### To be done
Quote the entries in full, character for character, without their images.

### Records provided
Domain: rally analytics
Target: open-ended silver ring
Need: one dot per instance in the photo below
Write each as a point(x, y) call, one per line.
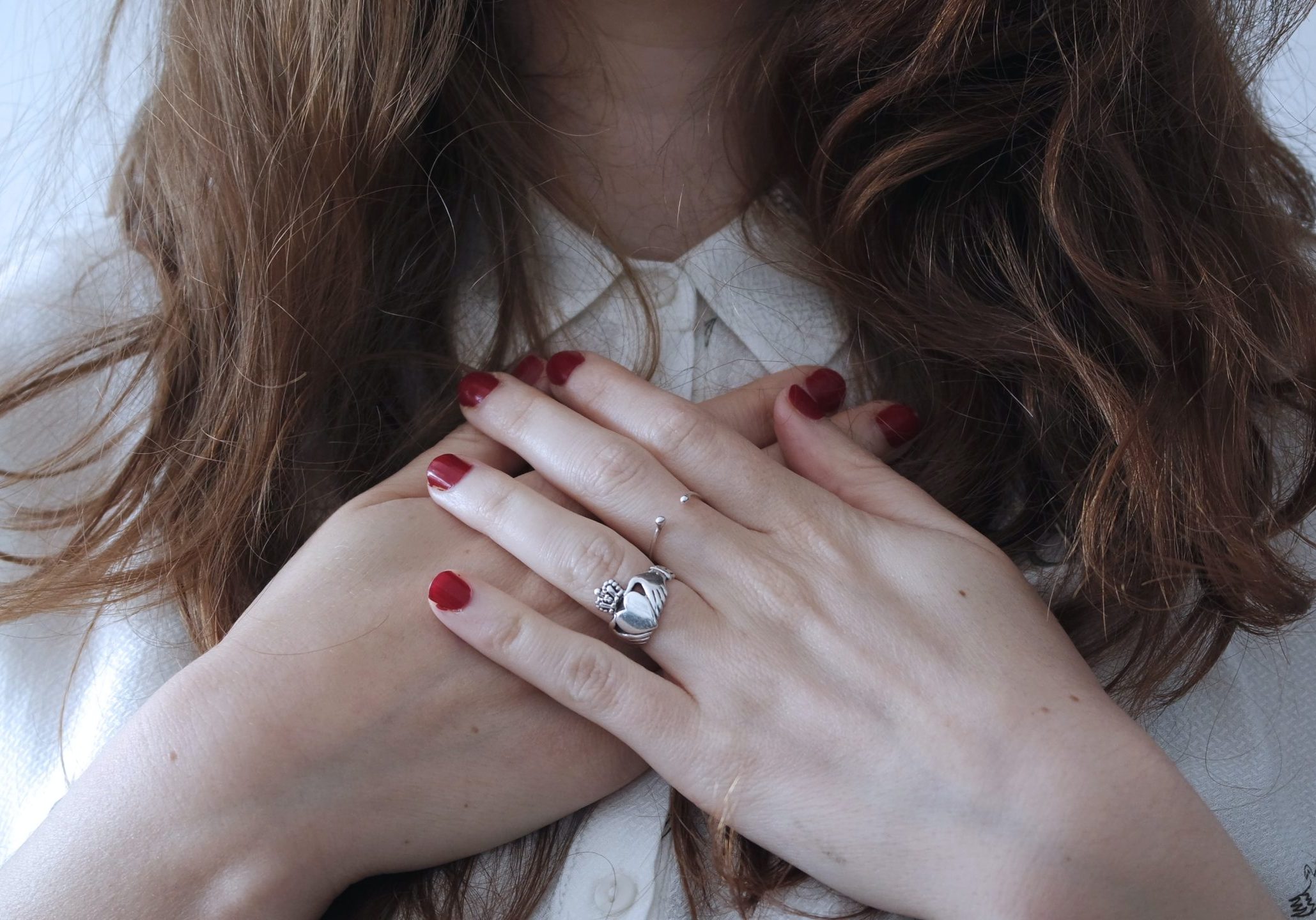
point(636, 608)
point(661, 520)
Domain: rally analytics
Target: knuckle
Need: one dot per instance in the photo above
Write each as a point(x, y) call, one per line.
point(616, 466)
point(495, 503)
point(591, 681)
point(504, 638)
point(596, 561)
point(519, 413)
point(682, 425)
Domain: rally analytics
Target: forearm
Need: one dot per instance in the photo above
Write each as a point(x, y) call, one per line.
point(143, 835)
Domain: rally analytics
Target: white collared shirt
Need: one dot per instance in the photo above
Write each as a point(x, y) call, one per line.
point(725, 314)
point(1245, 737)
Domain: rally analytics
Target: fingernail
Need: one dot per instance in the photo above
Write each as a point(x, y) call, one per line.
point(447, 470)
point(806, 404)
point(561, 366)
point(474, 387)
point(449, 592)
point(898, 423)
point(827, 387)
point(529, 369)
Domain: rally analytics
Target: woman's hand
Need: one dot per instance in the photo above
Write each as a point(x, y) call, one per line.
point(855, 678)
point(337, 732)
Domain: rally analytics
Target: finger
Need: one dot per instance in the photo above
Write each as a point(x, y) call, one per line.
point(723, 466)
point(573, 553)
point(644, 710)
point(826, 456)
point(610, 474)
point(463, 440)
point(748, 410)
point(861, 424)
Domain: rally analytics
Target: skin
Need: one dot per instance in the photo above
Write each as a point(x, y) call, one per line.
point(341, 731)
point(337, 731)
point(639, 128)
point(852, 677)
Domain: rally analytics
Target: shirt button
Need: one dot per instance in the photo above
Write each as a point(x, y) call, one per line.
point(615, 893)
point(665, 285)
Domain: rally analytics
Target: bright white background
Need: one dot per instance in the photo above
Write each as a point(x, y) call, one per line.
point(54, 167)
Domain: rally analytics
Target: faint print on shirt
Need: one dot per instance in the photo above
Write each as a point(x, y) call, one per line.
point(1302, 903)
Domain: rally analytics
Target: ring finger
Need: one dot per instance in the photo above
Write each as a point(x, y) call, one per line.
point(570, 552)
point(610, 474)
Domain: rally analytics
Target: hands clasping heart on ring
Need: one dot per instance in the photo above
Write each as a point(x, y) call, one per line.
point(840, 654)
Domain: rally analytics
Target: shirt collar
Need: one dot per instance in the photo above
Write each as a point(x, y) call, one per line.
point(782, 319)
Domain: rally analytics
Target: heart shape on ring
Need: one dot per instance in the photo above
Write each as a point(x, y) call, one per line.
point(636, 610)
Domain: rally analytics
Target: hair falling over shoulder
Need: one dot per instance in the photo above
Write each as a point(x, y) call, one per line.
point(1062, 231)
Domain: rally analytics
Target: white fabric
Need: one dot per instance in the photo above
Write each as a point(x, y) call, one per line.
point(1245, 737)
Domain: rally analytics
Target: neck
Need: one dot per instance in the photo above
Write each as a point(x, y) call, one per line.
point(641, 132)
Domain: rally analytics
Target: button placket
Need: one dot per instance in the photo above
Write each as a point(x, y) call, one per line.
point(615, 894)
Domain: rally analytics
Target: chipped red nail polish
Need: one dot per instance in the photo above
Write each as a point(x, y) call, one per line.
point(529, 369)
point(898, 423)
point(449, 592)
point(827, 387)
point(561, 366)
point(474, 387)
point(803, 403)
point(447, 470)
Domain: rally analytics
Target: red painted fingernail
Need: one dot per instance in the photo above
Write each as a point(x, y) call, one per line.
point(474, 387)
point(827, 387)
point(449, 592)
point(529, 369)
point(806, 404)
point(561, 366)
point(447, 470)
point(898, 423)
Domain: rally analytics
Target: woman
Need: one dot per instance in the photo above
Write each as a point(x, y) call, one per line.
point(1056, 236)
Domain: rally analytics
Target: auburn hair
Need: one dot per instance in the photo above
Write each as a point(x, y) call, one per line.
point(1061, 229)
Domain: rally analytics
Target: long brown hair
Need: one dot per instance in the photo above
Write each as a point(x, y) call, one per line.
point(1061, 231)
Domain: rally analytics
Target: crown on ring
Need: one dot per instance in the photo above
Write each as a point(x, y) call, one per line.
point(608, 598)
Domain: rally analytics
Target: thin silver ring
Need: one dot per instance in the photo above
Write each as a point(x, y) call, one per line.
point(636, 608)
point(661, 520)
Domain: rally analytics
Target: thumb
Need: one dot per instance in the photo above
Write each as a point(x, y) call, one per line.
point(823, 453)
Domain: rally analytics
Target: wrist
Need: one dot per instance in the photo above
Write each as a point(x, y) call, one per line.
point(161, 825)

### Exercise output
Domain: rally analytics
Target: open-ended silver ring
Need: one dot per instance in the photo below
Write each as a point(x, y) call, one per line.
point(636, 608)
point(661, 520)
Domain: rally analytics
Target: knuckle
Need: one dot per instance in the photo above
Write each as a point(x, y) call, one per line.
point(616, 466)
point(495, 503)
point(591, 681)
point(504, 638)
point(596, 561)
point(519, 413)
point(682, 425)
Domain: rally analytics
Target: forearm
Need: one dot per instance in the photo above
Write each as a point(x, y) call, one per line.
point(143, 835)
Domain: rally analytics
Target: white collared shirt
Need: one dot per instance in the photo above
Write each as a point(x, y) call, one per line.
point(725, 314)
point(1245, 737)
Domain: rally analytics
Target: fingernail
Need: one dot per instance in the photo above
Write each as a point(x, y) call, one per line.
point(447, 470)
point(806, 404)
point(561, 366)
point(474, 387)
point(449, 592)
point(898, 423)
point(827, 387)
point(529, 369)
Domain: rally analytics
Target: woman's hand
Need: one dot per instance in the photo above
Write each as a point(x, y) call, one per line.
point(855, 678)
point(337, 732)
Domain: rally analytics
Target: finger
Need: one dot per instance in the photo above
Write each as a point(x, y) call, one per line.
point(723, 466)
point(573, 553)
point(644, 710)
point(826, 456)
point(610, 474)
point(463, 440)
point(748, 410)
point(861, 424)
Domain: rally analytics
Target: skin
Need: one dot per instance in the photo above
Write each as a point(x, y) call, one per line.
point(341, 731)
point(337, 731)
point(639, 128)
point(852, 677)
Domain: rally analytics
Target: shirt button
Need: one dot per instance in the photo above
Write each as a point(x, y) call, one per line.
point(615, 893)
point(665, 285)
Domain: rally analytics
Target: bright white background
Need: one dot per instance in the photo above
Write each as a point(x, y) call, one per line.
point(54, 167)
Domain: rally analytics
Target: faint print on shirt
Need: one dot per instance in the photo above
Write each as a point(x, y) call, one per line.
point(1302, 903)
Domain: rally analytics
Target: ring finger
Need: one dot per instance in the photo above
Write each as a point(x, y) call, one per line.
point(570, 552)
point(610, 474)
Domain: rally analytics
Target: hands clasping heart on ring
Need: one dot per instance in the photo above
Write each as a point(x, y) call, one per line.
point(840, 654)
Domain: rally analytics
Target: shirt collar
Need: one dot per instance in the photo above
Write each as a point(x, y) call, one per line.
point(782, 319)
Domain: rally analytics
Target: heart shape on ring
Need: one dot per instance in the photo above
Write each as a point(x, y) call, one per line.
point(636, 610)
Domain: rally analytics
Target: hair falling over shoulder
Need: one dot per instance in the photo above
Write each as a point(x, y) call, one per line.
point(1062, 231)
Domain: rally analytics
Target: white fabric
Need: one dot per instance in the photo above
Write each as a point(x, y) call, one per line.
point(1245, 737)
Domain: rally analytics
Target: neck
Need: one dot per instance in the photo above
Write each as a point(x, y) call, one per line.
point(641, 132)
Domain: rally analytics
Target: button placket
Need: one dot per instance in the photo above
Write each as a point(x, y) call, one per line.
point(615, 894)
Domain: rally analytics
Target: chipped red nail polish
Need: one dot per instance in the photo above
Write each as a point(x, y) call, one per line.
point(529, 369)
point(898, 423)
point(449, 592)
point(827, 387)
point(561, 366)
point(474, 387)
point(803, 403)
point(447, 470)
Domain: rally analytics
Target: red painted fingernail
Need: one dot per instance in the photo above
Write each as a point(x, y) call, one per line.
point(474, 387)
point(827, 387)
point(449, 592)
point(529, 369)
point(806, 404)
point(561, 366)
point(447, 470)
point(898, 423)
Domain: rally analytics
Target: woman
Need: one dot per instance in the photo above
Write each as a point(x, y) call, one per line.
point(1056, 236)
Domain: rally analytics
Target: auburn hair
Need: one dot per instance in the photo above
Write each as a point(x, y) call, one per line.
point(1061, 229)
Domain: rally analytics
Target: long brown hair
Need: one dot per instance in the photo above
Write each as a point(x, y) call, one per line.
point(1061, 231)
Domain: rally analytics
Target: crown on ring
Need: one dot per instance in the photo above
Write each as a point(x, y) call, one per line.
point(608, 598)
Domain: rally analytics
Target: thin silver ring
Need: one dot per instance in the photo above
Write each as a point(x, y) call, one per line.
point(636, 608)
point(661, 520)
Domain: rally analytics
Target: thumb
Need: one dot per instance in the photo above
Write each as a point(x, y) call, one per line.
point(823, 453)
Domain: rally analytics
Target: wrist
Need: one dot per instance in the photo above
Write each as a point(x, y) call, one per line.
point(161, 825)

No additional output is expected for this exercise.